• **Tarea por realizar**:
Cambia "positive clicks" por "foreground clicks" en todos los registros y copia estas líneas sin modificar nada más.

----------

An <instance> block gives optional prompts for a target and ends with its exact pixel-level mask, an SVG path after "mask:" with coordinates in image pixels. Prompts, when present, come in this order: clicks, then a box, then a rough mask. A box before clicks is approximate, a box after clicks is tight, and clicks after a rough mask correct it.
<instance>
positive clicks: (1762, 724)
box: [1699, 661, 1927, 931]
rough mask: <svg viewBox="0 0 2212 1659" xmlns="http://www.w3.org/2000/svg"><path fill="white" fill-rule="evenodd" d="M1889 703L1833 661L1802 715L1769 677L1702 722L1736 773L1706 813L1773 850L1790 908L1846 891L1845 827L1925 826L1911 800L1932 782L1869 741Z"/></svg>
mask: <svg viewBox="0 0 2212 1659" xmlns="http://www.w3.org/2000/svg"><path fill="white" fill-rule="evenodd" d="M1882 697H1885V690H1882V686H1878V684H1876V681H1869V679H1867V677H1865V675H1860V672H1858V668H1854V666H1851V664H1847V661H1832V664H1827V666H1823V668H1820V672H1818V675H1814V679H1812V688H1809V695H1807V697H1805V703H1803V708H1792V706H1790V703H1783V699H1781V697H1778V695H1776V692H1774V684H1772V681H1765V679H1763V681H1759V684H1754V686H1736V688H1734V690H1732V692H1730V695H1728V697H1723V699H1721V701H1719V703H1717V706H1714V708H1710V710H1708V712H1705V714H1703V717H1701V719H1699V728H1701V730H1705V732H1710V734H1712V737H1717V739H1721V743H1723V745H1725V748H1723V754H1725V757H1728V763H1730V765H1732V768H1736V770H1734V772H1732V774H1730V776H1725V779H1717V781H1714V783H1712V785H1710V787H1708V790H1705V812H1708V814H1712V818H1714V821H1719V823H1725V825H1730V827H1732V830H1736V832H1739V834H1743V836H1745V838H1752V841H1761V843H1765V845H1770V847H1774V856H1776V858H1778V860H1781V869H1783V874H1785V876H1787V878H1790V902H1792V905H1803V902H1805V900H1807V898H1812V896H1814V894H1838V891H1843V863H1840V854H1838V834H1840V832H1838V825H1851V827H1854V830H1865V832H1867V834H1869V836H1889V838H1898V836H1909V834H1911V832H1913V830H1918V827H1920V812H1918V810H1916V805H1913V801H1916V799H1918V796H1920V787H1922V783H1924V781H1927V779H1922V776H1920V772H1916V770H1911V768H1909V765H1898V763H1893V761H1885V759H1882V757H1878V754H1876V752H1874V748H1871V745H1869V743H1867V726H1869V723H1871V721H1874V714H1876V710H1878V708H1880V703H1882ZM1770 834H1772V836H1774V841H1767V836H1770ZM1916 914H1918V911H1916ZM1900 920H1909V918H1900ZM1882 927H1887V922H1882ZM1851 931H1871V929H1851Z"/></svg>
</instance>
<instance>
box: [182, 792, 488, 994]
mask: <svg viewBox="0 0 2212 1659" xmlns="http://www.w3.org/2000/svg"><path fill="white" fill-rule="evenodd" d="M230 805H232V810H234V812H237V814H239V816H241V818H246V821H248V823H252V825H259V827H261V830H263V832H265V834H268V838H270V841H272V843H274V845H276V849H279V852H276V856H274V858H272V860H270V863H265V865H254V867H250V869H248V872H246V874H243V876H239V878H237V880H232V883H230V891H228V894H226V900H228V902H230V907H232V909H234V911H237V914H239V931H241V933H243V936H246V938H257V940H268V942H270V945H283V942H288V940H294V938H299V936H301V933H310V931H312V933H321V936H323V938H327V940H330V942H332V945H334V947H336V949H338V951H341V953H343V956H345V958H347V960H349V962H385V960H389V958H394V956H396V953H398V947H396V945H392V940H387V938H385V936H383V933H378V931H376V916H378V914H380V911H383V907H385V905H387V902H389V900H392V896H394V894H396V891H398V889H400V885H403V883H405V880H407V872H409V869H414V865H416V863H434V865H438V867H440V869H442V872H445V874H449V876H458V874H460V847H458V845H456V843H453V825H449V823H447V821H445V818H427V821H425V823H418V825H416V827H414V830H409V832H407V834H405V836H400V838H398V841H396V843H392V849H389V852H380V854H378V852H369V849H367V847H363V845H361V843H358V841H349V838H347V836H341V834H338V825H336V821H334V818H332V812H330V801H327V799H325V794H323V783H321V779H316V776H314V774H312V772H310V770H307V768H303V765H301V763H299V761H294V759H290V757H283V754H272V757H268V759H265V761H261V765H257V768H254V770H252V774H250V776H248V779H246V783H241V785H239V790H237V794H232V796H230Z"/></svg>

----------

• **Ejercicio resuelto**:
An <instance> block gives optional prompts for a target and ends with its exact pixel-level mask, an SVG path after "mask:" with coordinates in image pixels. Prompts, when present, come in this order: clicks, then a box, then a rough mask. A box before clicks is approximate, a box after clicks is tight, and clicks after a rough mask correct it.
<instance>
foreground clicks: (1762, 724)
box: [1699, 661, 1927, 931]
rough mask: <svg viewBox="0 0 2212 1659" xmlns="http://www.w3.org/2000/svg"><path fill="white" fill-rule="evenodd" d="M1889 703L1833 661L1802 715L1769 677L1702 722L1736 773L1706 813L1773 850L1790 908L1846 891L1845 827L1925 826L1911 800L1932 782L1869 741Z"/></svg>
mask: <svg viewBox="0 0 2212 1659" xmlns="http://www.w3.org/2000/svg"><path fill="white" fill-rule="evenodd" d="M1882 697H1885V690H1882V686H1878V684H1876V681H1869V679H1867V677H1865V675H1860V672H1858V668H1854V666H1851V664H1847V661H1832V664H1827V666H1823V668H1820V672H1818V675H1814V679H1812V688H1809V695H1807V697H1805V703H1803V708H1792V706H1790V703H1783V699H1781V697H1778V695H1776V692H1774V684H1772V681H1765V679H1763V681H1759V684H1754V686H1736V688H1734V690H1732V692H1730V695H1728V697H1723V699H1721V701H1719V703H1717V706H1714V708H1710V710H1708V712H1705V714H1703V717H1701V719H1699V728H1701V730H1705V732H1710V734H1712V737H1717V739H1721V743H1723V745H1725V748H1723V754H1725V757H1728V763H1730V765H1732V768H1736V770H1734V772H1732V774H1730V776H1725V779H1717V781H1714V783H1712V785H1710V787H1708V790H1705V812H1708V814H1712V818H1714V821H1719V823H1725V825H1730V827H1732V830H1736V832H1739V834H1743V836H1745V838H1752V841H1761V843H1765V845H1770V847H1774V856H1776V858H1778V860H1781V869H1783V874H1785V876H1787V878H1790V902H1792V905H1803V902H1805V900H1807V898H1812V896H1814V894H1838V891H1843V863H1840V854H1838V834H1840V832H1838V825H1851V827H1854V830H1865V832H1867V834H1869V836H1889V838H1898V836H1909V834H1911V832H1913V830H1918V827H1920V812H1918V810H1916V805H1913V801H1916V799H1918V796H1920V787H1922V783H1924V781H1927V779H1922V776H1920V772H1916V770H1911V768H1909V765H1898V763H1893V761H1885V759H1882V757H1878V754H1876V752H1874V748H1871V745H1869V743H1867V726H1869V723H1871V721H1874V714H1876V710H1878V708H1880V703H1882ZM1770 834H1772V836H1774V841H1767V836H1770ZM1916 914H1918V911H1916ZM1900 920H1909V918H1900ZM1882 927H1887V922H1882ZM1851 931H1871V929H1851Z"/></svg>
</instance>
<instance>
box: [182, 792, 488, 994]
mask: <svg viewBox="0 0 2212 1659" xmlns="http://www.w3.org/2000/svg"><path fill="white" fill-rule="evenodd" d="M230 805H232V810H234V812H237V814H239V816H241V818H246V821H248V823H252V825H259V827H261V830H263V832H265V834H268V838H270V841H272V843H274V845H276V849H279V852H276V856H274V858H272V860H270V863H265V865H254V867H250V869H248V872H246V874H243V876H239V878H237V880H232V883H230V891H228V894H226V900H228V902H230V907H232V909H234V911H237V914H239V931H241V933H243V936H246V938H257V940H268V942H270V945H283V942H288V940H294V938H299V936H301V933H310V931H312V933H321V936H323V938H327V940H330V942H332V945H334V947H336V949H338V951H341V953H343V956H345V958H347V960H349V962H385V960H389V958H394V956H396V953H398V947H396V945H392V940H387V938H385V936H383V933H378V931H376V916H378V914H380V911H383V907H385V905H387V902H389V900H392V896H394V894H396V891H398V889H400V885H403V883H405V880H407V872H409V869H414V865H416V863H434V865H438V867H440V869H442V872H445V874H449V876H458V874H460V847H458V845H456V843H453V825H449V823H447V821H445V818H427V821H425V823H418V825H416V827H414V830H409V832H407V834H405V836H400V838H398V841H396V843H392V849H389V852H380V854H378V852H369V849H367V847H363V845H361V843H358V841H349V838H347V836H341V834H338V825H336V821H334V818H332V812H330V801H327V799H325V794H323V783H321V779H316V776H314V774H312V772H310V770H307V768H303V765H301V763H299V761H294V759H290V757H283V754H272V757H268V759H265V761H261V765H257V768H254V770H252V774H250V776H248V779H246V783H241V785H239V790H237V794H232V796H230Z"/></svg>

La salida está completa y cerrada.